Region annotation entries
┌──

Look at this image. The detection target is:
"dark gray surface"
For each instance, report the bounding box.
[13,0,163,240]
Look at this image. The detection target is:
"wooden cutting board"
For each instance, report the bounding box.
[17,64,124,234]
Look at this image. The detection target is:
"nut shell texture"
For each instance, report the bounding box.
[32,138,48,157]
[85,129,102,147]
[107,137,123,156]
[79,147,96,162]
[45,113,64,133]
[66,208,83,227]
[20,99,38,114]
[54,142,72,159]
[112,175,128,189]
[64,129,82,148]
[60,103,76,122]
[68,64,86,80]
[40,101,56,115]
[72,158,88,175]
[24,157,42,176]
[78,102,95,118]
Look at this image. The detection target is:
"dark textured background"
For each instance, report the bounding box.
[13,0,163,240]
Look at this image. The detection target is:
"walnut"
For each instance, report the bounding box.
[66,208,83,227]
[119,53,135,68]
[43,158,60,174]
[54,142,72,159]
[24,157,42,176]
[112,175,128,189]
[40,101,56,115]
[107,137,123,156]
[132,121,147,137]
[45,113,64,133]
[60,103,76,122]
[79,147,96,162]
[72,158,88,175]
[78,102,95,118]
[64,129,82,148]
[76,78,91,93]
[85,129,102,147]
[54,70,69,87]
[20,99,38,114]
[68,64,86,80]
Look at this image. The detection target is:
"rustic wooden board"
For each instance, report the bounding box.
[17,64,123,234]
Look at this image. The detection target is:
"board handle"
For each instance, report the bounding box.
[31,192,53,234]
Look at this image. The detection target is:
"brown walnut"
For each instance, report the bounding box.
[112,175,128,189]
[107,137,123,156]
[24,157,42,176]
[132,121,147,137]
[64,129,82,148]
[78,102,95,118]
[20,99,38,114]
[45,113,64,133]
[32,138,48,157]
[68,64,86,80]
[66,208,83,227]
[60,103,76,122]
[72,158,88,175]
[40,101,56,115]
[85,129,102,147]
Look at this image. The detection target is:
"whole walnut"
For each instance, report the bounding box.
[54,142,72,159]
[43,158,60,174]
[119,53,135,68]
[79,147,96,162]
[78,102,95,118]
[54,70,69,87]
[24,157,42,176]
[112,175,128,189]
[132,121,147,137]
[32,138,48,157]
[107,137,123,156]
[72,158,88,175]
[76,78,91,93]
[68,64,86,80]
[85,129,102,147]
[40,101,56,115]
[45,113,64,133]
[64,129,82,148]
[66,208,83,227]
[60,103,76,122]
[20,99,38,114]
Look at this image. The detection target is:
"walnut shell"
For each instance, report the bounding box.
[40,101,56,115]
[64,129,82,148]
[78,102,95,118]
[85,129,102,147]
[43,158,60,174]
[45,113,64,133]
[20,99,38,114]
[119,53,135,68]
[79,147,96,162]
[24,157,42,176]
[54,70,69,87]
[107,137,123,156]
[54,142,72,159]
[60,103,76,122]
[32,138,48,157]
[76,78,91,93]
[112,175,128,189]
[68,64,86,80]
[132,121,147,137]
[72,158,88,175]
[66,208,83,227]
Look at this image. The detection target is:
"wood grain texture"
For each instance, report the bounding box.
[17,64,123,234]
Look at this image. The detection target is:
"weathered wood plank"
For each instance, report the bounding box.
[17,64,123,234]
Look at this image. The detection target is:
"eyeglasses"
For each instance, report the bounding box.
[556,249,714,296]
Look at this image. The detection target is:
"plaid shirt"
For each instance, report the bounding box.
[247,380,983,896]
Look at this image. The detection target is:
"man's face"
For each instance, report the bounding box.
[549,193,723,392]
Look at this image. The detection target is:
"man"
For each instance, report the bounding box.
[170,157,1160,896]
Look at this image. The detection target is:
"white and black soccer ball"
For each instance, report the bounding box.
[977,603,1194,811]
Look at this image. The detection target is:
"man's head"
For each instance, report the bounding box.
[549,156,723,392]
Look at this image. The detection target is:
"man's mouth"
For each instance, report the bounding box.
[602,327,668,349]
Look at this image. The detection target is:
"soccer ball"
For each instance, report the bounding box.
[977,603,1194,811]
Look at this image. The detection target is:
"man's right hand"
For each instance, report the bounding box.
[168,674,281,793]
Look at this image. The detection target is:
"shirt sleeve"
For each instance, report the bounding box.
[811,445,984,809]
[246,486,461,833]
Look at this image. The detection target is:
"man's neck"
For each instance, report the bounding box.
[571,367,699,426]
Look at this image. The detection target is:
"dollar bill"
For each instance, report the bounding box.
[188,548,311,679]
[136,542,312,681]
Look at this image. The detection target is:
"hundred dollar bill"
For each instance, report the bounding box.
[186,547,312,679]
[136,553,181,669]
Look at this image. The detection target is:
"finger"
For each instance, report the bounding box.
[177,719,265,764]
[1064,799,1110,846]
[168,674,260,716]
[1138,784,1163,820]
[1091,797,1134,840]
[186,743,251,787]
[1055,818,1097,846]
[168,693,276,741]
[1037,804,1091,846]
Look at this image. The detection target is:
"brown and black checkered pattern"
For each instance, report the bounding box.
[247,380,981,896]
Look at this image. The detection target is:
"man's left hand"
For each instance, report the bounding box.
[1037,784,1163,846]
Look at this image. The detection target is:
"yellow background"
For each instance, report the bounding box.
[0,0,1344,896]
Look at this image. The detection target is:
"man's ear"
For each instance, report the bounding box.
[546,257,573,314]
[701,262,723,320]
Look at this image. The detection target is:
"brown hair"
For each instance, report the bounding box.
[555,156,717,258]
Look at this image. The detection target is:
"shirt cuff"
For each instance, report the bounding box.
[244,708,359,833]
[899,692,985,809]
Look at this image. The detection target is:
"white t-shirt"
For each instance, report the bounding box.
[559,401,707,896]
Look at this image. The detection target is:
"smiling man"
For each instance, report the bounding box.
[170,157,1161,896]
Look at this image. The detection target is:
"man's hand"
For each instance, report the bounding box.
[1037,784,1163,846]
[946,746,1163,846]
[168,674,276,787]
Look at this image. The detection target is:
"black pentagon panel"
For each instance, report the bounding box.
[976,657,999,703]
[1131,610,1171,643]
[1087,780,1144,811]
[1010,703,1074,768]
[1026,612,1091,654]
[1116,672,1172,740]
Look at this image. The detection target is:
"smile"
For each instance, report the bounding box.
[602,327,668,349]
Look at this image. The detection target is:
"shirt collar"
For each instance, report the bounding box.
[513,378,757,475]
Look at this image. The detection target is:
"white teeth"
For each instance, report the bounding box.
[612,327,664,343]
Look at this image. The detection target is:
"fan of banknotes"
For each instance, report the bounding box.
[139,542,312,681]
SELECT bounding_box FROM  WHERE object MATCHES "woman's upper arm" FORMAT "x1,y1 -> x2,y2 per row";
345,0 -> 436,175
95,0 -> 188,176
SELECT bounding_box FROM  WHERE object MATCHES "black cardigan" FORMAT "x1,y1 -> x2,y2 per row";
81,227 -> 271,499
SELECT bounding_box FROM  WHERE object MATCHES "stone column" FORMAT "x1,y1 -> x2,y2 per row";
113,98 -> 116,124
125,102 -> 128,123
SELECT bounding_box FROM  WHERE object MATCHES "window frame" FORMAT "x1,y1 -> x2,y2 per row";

└──

**Stated exercise:**
Count the lines of the material above that contain the word "brown", and give only that number.

**The solution:**
3